→ Passage to read
---------------
# Bows with long draw length



## Slim Chance (Aug 16, 2012)

I have been thinking about a compound bow. The problem is that I need a 34" draw length. Mathews has one, but it is over a grand. I just cannot justify spending that much on one. Any suggestions?


----------



## lungbuster123 (Aug 16, 2012)

Not trying to say you don't have that long of a draw length but have you ever been properly fitted to see what yours is.


----------



## TurkeyKiller12 (Aug 16, 2012)

Slim Chance said:


> I have been thinking about a compound bow. The problem is that I need a 34" draw length. Mathews has one, but it is over a grand. I just cannot justify spending that much on one. Any suggestions?



Not trying to be a smart butt or anything but are you around 6'10" or so in height? I know a guy that has the same problem with draw length and he's just shy of 7' tall.


----------



## labs4life (Aug 16, 2012)

CanyonHunter said:


> Not trying to be a smart butt or anything but are you around 6'10" or so in height? I know a guy that has the same problem with draw length and he's just shy of 7' tall.



Just looked some of his posts and he states he is 6'9".  I say that is doable for a 34" draw.  I think the PSE Freak is only 33" draw.

Wow, I just typed ONLY 33" draw.  Good luck on your search, but they are most likely going to be expensive since you are in such a minority of the market.


----------



## alligood729 (Aug 16, 2012)
---------------
→ Tasks to complete
(A) In the thread on bows with long draw lengths, what draw length does Slim Chance say is needed?
(B) Reproduce the stretch of the thread on bows with long draw lengths from "Not trying to say" through "TurkeyKiller12 (Aug 16, 2012)".
Answer using only the thread on bows with long draw lengths.

[Entries from a pointing dataset]
---------------
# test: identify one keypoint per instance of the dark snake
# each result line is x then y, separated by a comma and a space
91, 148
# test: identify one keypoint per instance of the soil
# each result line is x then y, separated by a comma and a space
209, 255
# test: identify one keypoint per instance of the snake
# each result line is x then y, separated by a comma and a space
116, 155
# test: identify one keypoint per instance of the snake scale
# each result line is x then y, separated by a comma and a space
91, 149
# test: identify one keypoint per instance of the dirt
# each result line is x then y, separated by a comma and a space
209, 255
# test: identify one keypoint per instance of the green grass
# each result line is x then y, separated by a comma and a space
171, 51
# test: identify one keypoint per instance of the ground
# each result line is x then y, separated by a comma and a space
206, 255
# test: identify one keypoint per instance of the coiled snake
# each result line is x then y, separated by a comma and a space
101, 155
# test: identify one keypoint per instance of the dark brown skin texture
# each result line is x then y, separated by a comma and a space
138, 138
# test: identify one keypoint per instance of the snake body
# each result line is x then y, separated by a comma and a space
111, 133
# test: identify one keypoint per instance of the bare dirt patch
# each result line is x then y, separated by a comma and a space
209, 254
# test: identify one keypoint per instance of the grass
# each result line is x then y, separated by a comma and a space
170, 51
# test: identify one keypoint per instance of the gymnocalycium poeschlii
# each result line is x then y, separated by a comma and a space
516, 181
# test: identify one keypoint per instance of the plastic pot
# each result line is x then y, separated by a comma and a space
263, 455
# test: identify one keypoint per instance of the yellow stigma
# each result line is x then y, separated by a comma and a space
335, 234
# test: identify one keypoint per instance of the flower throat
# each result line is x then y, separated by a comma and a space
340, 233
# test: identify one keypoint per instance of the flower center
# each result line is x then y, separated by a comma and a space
---------------
→ Task-by-task solutions
(A) A 34" draw length.

(B)
Not trying to say you don't have that long of a draw length but have you ever been properly fitted to see what yours is.


----------



## TurkeyKiller12 (Aug 16, 2012)